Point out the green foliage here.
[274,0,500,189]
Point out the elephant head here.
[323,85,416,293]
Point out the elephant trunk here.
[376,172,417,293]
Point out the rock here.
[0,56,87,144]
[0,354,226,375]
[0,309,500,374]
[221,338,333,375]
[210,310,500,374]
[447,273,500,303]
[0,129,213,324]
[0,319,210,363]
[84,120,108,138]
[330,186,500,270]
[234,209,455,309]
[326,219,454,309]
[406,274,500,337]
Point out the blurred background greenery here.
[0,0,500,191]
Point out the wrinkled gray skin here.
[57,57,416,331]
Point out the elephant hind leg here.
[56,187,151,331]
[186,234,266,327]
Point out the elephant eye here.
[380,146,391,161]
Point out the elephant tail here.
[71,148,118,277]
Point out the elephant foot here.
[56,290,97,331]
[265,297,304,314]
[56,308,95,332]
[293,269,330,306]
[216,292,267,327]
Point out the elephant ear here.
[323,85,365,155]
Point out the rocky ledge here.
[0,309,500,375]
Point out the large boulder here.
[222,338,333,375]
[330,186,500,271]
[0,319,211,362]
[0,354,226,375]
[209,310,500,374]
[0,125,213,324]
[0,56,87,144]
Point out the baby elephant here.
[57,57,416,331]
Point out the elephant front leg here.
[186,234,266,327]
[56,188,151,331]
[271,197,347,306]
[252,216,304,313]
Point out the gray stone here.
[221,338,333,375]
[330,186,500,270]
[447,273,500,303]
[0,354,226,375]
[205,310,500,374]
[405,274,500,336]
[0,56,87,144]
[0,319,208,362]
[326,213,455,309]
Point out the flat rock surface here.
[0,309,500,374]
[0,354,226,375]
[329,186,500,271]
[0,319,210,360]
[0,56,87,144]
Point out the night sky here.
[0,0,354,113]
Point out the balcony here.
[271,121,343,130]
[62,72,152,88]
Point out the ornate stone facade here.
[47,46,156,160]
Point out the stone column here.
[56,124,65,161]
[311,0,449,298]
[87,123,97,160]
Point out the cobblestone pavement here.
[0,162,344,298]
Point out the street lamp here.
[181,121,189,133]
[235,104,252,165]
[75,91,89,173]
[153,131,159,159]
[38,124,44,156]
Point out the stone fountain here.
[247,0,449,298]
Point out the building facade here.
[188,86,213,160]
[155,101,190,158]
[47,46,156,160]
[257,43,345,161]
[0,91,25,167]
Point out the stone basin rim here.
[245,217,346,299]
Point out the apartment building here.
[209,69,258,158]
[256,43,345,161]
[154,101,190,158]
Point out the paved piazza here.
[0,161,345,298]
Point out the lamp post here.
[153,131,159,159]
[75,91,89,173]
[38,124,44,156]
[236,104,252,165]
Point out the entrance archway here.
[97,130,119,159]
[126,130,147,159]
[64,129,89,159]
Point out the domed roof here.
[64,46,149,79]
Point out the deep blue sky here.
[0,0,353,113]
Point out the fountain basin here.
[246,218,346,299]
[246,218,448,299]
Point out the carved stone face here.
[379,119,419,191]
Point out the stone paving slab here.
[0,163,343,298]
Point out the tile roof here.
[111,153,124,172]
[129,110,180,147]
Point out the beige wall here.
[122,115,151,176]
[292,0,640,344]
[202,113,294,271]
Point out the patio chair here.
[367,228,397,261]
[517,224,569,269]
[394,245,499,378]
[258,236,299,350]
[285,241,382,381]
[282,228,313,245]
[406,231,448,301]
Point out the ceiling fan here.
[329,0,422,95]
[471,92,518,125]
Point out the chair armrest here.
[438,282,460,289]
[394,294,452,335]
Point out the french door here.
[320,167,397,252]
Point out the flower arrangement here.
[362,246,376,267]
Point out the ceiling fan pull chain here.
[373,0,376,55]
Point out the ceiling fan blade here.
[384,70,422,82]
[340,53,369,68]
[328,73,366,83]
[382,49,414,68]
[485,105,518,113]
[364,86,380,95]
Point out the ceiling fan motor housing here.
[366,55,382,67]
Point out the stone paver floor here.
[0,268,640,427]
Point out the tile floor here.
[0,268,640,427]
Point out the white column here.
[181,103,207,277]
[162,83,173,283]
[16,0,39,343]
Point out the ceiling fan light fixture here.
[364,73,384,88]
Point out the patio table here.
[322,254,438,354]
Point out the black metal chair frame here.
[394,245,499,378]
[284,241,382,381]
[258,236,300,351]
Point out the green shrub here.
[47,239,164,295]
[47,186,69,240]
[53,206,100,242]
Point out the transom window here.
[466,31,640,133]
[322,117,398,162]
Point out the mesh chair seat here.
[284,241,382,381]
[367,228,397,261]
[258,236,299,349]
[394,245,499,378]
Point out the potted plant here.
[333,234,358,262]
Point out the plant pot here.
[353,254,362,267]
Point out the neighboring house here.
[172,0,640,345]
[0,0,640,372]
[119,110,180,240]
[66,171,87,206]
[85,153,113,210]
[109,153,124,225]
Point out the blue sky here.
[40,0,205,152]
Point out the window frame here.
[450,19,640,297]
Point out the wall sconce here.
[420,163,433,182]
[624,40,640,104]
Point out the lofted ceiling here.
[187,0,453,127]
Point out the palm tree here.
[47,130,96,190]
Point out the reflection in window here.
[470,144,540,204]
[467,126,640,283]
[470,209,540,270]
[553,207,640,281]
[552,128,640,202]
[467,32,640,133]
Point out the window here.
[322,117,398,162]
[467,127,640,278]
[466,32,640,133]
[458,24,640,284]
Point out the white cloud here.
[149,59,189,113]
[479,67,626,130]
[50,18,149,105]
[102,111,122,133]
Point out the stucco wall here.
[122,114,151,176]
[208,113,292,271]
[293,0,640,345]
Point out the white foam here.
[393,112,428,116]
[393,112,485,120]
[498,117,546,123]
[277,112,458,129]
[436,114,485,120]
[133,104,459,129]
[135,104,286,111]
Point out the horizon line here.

━━━━━━━━

Yapılacak İş
"Point out the flower arrangement here." içeren satırdan başlayın ve "[624,40,640,104]" içeren satırdan sonra durun. Bu aralıktaki tüm satırları hiçbir satırı atlamadan yeniden yazın; köşeli parantez içindeki her sınırlayıcı kutu koordinatını 0,8 ile çarpıp buçukları yukarı yuvarlayarak tam sayıya yuvarlayın.

Görev Yanıtı
Point out the flower arrangement here.
[290,197,301,214]
Point out the ceiling fan pull chain here.
[298,0,301,44]
Point out the ceiling fan blade here.
[307,56,338,66]
[272,42,295,54]
[262,58,293,66]
[306,39,331,54]
[388,84,414,90]
[291,69,304,76]
Point out the ceiling fan motor housing here.
[293,44,306,54]
Point out the stone paver floor here.
[0,214,512,342]
Point out the tile floor here.
[0,214,512,342]
Point out the white column here.
[145,82,166,222]
[130,66,138,226]
[13,0,31,274]
Point out the ceiling fan light fixture here.
[291,58,307,70]
Point out the patio table here.
[258,203,350,283]
Point out the black metal chair frame here.
[315,196,399,302]
[227,193,306,305]
[206,189,240,281]
Point out the green shrub here.
[38,191,131,236]
[38,149,55,192]
[42,165,80,194]
Point out the transom window here.
[373,25,512,106]
[258,94,318,130]
Point out the mesh chair seat here.
[227,193,306,305]
[294,182,318,209]
[206,189,239,279]
[315,196,399,302]
Point out the potted plant here.
[266,187,286,210]
Point out the plant pot here.
[282,203,290,214]
Point out the neighboring house here.
[138,0,512,276]
[0,0,512,298]
[95,88,144,192]
[53,137,70,165]
[68,122,90,168]
[87,122,99,180]
Point out the blue sky here.
[32,0,164,122]
Point out the window frame here.
[360,15,512,238]
Point out the wall sconce here.
[336,130,346,146]
[499,32,512,83]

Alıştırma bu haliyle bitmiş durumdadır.